[Position annotation records]

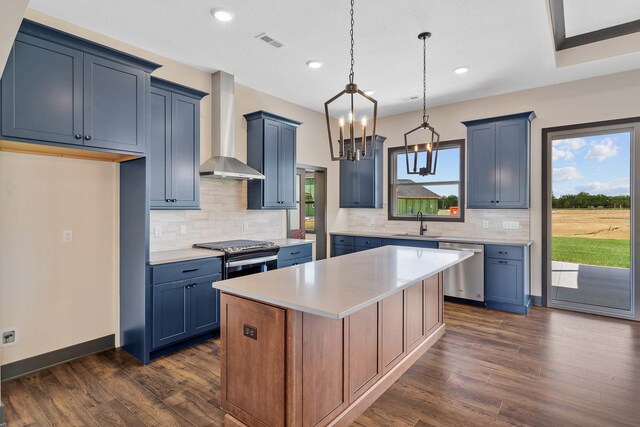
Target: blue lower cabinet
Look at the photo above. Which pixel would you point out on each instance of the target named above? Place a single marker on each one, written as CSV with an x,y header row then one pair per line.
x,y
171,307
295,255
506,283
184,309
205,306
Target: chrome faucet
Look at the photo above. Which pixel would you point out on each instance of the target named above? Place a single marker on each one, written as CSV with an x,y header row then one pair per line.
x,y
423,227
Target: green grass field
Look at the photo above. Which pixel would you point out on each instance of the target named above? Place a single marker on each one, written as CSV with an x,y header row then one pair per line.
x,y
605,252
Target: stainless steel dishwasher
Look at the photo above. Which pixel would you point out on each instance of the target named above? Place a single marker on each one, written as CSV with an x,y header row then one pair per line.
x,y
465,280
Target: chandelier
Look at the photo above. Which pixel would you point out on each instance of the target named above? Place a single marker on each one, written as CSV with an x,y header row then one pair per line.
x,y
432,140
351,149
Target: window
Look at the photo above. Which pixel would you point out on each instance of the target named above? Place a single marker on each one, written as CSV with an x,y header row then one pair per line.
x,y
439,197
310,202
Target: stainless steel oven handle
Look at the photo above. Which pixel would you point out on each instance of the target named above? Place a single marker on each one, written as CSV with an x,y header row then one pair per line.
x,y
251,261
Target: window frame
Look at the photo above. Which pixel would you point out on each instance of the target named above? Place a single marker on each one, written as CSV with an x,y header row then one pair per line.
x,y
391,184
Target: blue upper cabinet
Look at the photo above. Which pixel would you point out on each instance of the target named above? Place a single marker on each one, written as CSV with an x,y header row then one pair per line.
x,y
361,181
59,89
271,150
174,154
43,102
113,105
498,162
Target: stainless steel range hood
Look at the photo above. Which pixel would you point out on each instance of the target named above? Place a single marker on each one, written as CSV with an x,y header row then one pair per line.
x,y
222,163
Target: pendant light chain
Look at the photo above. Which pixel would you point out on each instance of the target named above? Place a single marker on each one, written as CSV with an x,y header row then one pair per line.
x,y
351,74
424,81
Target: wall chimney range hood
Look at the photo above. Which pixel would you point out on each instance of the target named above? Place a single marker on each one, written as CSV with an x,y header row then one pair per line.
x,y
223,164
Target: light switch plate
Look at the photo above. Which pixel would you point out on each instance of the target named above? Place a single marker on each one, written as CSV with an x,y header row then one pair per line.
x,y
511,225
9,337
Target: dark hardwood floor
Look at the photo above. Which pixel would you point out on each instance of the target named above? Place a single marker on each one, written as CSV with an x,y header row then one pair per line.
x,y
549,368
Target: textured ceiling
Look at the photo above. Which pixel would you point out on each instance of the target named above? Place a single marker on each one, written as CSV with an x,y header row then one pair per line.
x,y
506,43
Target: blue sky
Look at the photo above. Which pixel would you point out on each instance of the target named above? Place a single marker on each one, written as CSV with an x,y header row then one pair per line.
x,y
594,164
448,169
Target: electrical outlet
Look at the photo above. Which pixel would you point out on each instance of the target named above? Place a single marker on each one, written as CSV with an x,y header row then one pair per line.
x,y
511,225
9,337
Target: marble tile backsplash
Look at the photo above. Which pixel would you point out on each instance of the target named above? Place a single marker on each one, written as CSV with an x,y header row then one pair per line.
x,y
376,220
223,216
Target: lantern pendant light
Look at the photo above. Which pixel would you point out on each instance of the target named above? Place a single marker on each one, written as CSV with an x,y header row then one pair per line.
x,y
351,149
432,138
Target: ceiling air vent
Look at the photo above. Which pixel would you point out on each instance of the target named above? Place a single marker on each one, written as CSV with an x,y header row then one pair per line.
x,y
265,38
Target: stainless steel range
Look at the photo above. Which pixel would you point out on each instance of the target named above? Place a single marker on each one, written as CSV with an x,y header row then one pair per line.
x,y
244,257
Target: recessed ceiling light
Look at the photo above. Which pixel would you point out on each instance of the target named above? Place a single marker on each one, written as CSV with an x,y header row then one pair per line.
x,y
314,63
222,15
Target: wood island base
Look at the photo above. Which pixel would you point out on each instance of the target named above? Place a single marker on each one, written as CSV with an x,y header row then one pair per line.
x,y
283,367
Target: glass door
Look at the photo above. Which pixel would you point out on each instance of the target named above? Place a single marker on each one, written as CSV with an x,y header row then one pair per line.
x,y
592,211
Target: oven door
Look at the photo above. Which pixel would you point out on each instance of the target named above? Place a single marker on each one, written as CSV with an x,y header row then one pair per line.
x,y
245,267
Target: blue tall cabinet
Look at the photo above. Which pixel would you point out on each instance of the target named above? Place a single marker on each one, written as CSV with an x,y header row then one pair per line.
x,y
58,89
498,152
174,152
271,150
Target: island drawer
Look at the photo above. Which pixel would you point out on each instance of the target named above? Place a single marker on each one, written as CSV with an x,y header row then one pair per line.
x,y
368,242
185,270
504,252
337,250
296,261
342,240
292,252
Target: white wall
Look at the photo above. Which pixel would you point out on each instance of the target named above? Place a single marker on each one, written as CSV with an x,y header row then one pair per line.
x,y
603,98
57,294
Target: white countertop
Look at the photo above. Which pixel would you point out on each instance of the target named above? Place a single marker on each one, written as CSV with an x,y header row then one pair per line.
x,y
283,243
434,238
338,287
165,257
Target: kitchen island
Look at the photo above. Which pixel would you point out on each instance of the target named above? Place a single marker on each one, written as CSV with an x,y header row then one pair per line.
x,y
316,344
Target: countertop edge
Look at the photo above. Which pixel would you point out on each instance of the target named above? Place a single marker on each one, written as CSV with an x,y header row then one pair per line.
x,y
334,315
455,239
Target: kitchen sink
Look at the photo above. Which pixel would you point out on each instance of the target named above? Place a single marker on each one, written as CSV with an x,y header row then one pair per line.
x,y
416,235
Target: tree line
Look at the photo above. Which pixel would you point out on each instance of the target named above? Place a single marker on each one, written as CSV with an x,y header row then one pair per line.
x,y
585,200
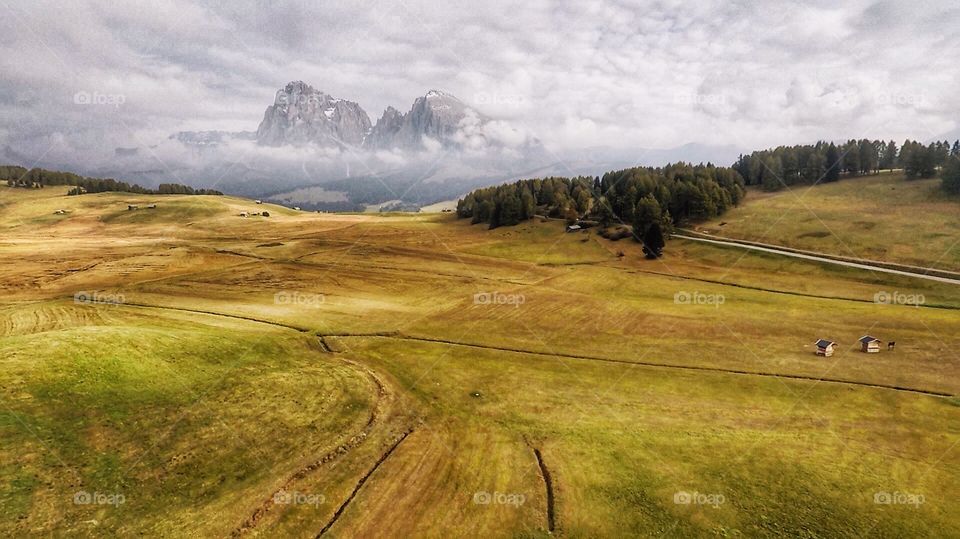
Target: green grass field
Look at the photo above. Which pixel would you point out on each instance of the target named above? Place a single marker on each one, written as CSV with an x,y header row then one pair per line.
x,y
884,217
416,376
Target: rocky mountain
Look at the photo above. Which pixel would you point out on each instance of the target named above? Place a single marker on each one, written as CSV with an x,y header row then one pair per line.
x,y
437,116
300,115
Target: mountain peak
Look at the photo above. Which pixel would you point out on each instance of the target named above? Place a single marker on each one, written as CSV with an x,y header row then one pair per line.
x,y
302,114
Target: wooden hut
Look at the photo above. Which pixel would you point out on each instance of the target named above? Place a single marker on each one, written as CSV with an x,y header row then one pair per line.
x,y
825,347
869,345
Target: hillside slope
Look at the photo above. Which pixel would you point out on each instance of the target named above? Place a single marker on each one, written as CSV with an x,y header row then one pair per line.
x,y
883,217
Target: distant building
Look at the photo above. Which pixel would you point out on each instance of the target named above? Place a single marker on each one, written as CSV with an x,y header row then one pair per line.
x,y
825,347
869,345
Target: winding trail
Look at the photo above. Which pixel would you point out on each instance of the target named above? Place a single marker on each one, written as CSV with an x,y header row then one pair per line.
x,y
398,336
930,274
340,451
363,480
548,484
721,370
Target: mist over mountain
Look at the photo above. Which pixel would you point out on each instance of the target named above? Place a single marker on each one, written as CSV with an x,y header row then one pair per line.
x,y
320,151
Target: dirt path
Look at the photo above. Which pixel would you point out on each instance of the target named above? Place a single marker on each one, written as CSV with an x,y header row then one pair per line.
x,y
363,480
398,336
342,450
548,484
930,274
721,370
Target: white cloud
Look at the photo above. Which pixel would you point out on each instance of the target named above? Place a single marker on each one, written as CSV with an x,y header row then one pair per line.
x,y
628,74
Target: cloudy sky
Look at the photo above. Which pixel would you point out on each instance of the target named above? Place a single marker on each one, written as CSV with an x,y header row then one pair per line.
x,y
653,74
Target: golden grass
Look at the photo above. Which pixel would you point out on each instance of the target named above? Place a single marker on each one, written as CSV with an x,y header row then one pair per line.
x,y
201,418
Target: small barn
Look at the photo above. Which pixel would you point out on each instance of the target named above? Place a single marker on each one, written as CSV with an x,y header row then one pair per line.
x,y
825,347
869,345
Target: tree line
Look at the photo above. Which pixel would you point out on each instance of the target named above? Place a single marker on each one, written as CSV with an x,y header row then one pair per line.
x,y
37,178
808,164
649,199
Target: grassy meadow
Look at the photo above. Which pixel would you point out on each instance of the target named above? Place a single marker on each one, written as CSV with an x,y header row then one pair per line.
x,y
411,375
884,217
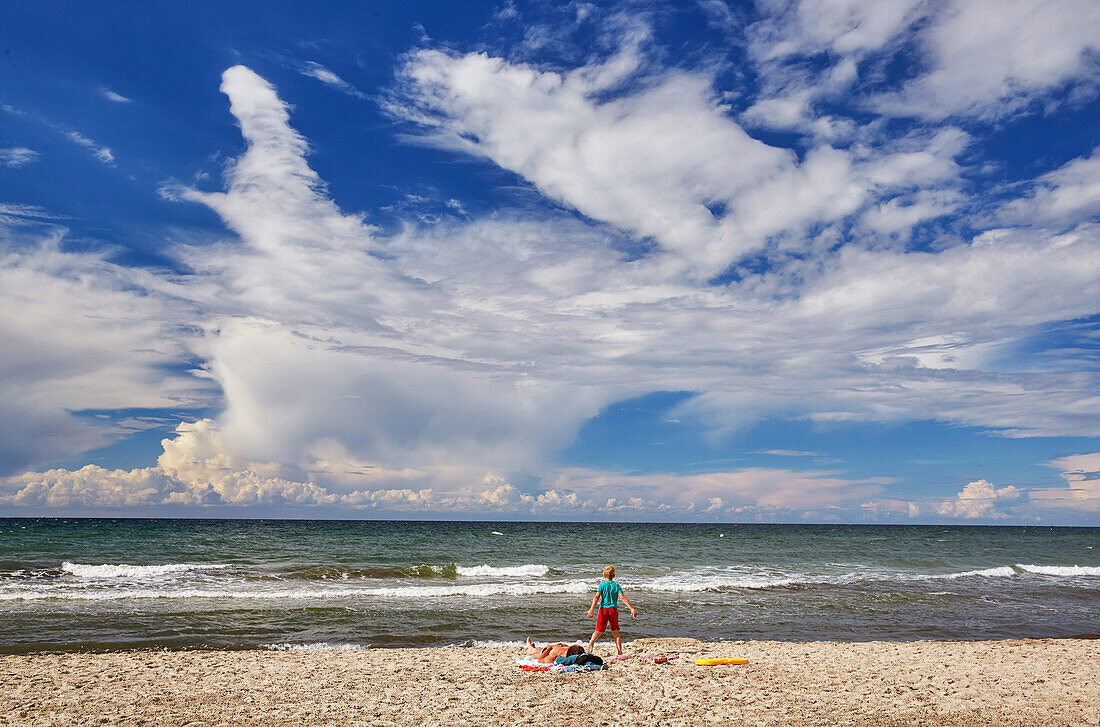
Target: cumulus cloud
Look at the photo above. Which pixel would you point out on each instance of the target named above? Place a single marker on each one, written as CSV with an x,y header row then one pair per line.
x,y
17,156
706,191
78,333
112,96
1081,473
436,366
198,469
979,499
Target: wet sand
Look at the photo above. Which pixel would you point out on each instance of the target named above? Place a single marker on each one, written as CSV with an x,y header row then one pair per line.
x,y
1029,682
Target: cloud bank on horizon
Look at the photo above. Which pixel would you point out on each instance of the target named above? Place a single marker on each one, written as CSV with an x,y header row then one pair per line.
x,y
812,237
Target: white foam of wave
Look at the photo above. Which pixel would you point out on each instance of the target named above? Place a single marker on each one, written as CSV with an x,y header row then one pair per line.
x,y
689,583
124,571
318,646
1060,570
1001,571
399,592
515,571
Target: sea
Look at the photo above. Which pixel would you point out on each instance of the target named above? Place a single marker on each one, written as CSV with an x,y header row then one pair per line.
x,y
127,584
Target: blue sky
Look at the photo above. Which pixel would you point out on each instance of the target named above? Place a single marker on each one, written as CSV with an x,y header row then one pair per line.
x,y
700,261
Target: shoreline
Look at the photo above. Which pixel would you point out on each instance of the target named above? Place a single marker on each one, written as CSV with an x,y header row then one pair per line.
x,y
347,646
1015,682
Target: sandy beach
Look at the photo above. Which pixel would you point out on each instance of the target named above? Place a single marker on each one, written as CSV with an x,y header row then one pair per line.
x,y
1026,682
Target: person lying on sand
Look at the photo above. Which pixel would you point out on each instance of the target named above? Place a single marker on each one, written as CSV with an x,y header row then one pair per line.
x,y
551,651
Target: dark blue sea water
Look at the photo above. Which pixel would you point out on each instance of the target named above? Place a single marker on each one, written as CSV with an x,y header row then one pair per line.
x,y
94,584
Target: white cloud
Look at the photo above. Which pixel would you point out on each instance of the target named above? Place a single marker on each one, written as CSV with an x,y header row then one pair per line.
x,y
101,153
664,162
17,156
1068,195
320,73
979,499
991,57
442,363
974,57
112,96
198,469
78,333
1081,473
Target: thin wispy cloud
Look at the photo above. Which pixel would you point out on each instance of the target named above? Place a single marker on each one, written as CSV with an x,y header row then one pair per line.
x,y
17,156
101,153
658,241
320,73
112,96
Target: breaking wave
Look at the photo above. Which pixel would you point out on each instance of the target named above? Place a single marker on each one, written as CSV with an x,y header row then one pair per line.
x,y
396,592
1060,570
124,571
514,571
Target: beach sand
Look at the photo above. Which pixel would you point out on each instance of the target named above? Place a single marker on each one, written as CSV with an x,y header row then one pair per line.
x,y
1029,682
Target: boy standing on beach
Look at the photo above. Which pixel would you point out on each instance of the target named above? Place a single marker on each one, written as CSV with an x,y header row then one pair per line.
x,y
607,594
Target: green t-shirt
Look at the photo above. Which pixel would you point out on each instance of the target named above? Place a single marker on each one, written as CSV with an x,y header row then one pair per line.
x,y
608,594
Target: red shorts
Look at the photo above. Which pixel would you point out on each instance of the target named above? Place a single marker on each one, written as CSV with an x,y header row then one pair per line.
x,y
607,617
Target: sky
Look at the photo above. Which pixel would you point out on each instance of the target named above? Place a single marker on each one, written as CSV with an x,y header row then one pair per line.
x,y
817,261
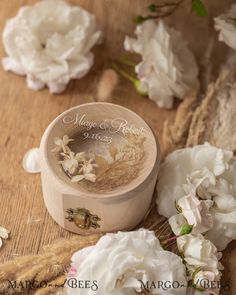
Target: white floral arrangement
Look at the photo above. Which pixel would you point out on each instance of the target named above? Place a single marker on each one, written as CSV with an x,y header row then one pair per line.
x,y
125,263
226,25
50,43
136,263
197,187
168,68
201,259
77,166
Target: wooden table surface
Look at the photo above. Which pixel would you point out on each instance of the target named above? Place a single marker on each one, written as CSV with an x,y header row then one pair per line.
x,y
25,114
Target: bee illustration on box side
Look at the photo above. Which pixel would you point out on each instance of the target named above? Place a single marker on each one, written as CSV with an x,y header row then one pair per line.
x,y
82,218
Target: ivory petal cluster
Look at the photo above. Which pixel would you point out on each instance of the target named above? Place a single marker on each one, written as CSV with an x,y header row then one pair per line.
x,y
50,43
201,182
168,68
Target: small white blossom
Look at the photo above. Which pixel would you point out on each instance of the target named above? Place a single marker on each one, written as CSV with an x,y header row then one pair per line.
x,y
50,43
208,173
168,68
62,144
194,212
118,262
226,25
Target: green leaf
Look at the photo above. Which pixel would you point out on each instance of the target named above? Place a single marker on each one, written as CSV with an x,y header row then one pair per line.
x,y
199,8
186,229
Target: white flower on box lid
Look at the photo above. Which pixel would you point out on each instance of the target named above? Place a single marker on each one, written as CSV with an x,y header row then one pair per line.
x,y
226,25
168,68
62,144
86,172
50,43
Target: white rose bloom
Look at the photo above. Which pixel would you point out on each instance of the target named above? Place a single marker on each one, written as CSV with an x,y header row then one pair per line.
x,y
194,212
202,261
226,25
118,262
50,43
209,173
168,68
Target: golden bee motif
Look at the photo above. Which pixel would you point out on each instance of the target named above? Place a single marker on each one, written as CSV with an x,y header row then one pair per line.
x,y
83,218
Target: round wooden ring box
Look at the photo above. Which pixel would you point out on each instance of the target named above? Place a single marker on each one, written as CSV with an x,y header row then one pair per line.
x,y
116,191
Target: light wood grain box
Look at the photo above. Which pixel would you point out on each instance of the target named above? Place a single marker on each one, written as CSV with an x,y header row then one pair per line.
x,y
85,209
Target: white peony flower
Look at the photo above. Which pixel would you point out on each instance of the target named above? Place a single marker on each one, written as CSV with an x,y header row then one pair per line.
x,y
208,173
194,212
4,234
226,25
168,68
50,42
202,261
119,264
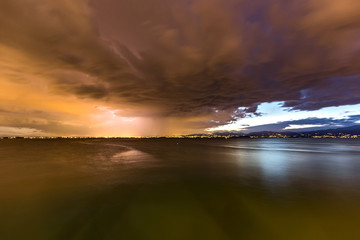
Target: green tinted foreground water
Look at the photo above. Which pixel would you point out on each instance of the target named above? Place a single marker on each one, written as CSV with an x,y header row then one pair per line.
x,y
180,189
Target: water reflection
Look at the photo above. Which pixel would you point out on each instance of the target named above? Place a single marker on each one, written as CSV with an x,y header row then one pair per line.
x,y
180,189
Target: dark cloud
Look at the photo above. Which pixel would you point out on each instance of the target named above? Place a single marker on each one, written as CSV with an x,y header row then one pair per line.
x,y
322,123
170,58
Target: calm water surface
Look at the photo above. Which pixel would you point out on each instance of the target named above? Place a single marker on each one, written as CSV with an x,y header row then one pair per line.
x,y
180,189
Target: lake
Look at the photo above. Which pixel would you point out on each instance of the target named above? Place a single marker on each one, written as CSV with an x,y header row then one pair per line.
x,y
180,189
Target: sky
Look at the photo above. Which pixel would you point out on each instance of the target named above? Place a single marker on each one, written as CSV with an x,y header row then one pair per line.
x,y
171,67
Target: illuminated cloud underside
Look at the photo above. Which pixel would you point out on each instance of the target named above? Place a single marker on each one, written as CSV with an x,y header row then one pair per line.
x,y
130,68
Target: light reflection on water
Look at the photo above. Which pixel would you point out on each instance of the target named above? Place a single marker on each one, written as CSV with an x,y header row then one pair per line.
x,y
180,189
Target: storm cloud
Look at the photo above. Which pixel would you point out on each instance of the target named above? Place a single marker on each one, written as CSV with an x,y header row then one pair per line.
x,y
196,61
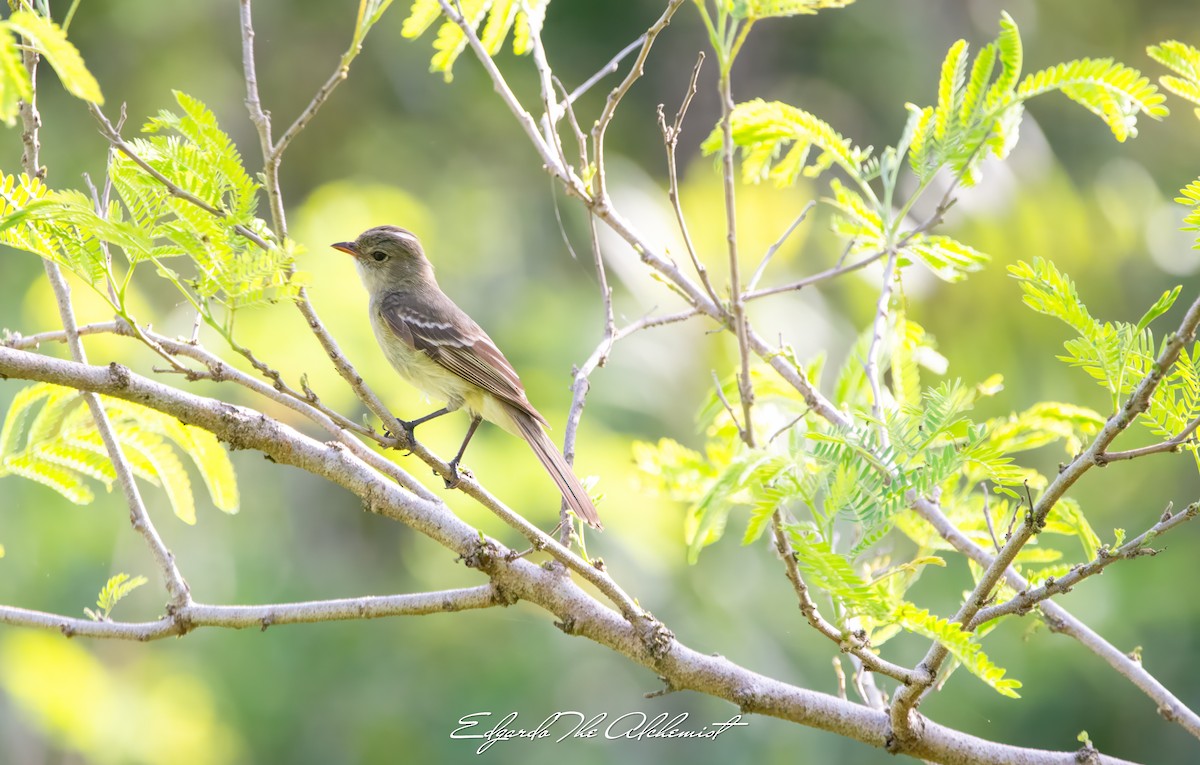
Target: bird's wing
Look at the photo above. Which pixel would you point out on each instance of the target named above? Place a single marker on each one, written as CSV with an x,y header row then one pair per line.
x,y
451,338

TO DO:
Write out, word for word, everything from the line containing "Target: bird's wing" down to the end of the records.

EXERCISE RESPONSE:
Target: bird's wing
Look at the photo above. Which pixel would you point out on each instance of the target named above? Place a single marker on each one, written as CSV with an x,y header row then one pair per line.
x,y
451,338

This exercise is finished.